Image entries on named regions:
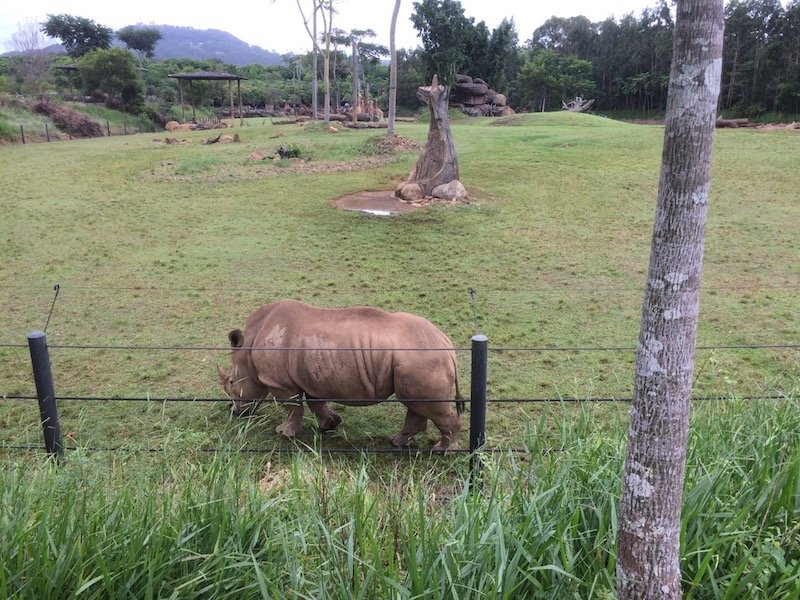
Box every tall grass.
[0,400,800,599]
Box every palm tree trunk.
[617,0,723,600]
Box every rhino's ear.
[228,329,244,348]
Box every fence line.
[0,331,800,464]
[0,342,800,354]
[0,278,800,296]
[0,394,789,404]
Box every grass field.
[0,113,800,598]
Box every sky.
[0,0,668,54]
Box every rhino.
[219,300,464,452]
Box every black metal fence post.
[28,331,64,459]
[469,334,489,479]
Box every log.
[716,119,753,129]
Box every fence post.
[28,331,64,459]
[469,334,489,481]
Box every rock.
[431,179,469,200]
[164,121,197,133]
[450,75,513,117]
[395,183,425,202]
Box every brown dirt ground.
[333,190,421,215]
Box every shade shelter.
[167,71,247,125]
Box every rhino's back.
[246,300,455,399]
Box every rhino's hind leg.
[389,408,428,448]
[308,400,342,431]
[431,410,461,452]
[275,401,303,438]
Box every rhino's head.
[219,329,266,415]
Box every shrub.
[33,100,103,137]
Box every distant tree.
[386,0,400,138]
[722,0,783,116]
[117,25,162,58]
[9,19,52,94]
[518,50,594,111]
[479,19,519,94]
[41,14,114,59]
[616,0,723,600]
[411,0,472,86]
[397,48,429,110]
[77,48,144,114]
[777,0,800,115]
[288,0,335,125]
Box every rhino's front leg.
[275,400,303,438]
[308,400,342,431]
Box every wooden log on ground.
[717,119,753,129]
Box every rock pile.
[450,75,514,117]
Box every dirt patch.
[333,191,420,216]
[333,191,469,217]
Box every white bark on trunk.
[387,0,400,138]
[617,0,723,600]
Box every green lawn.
[0,113,800,598]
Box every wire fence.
[0,332,800,455]
[0,284,800,462]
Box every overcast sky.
[0,0,668,54]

WHAT TO WORK ON: Reproduce all the data above word for word, omitting the picture.

WRITTEN RESPONSE:
Box every tall grass.
[0,400,800,599]
Box every palm tree trunk.
[617,0,723,600]
Box every rhino's ear.
[228,329,244,348]
Box every fence line.
[0,331,800,464]
[0,342,800,354]
[0,278,800,296]
[0,394,789,404]
Box every grass field.
[0,113,800,598]
Box every sky.
[0,0,668,54]
Box every rhino.
[219,300,464,452]
Box every black metal fence post.
[28,331,64,459]
[469,334,489,479]
Box every log.
[716,119,753,129]
Box every fence post.
[28,331,64,459]
[469,334,489,481]
Box every rock.
[431,179,469,200]
[164,121,197,133]
[450,75,513,117]
[395,183,425,202]
Box every brown dirt ground.
[333,190,421,215]
Box every shade shelter.
[167,71,247,125]
Box every rhino's back.
[246,300,455,399]
Box every rhino's hind leg.
[389,408,428,448]
[308,400,342,431]
[431,410,461,452]
[275,401,303,438]
Box every rhino's head.
[219,329,266,415]
Box every shrub.
[33,100,103,137]
Box every distant tree.
[386,0,400,138]
[722,0,783,116]
[117,25,162,58]
[9,19,52,94]
[518,50,594,111]
[479,19,519,94]
[41,14,114,59]
[616,0,723,600]
[411,0,472,86]
[397,48,429,110]
[77,48,144,114]
[777,0,800,115]
[288,0,335,125]
Box every rhino's front leg.
[275,400,303,438]
[308,400,342,431]
Box every wooden log on ground.
[717,119,753,129]
Box every rock pile.
[450,75,514,117]
Box every dirt patch.
[333,191,420,216]
[333,191,469,217]
Box every white bark on trunk.
[387,0,400,138]
[617,0,723,600]
Box every green lawn.
[0,113,800,598]
Box every wire fence.
[0,332,800,455]
[0,284,800,462]
Box every overcast sky.
[0,0,668,54]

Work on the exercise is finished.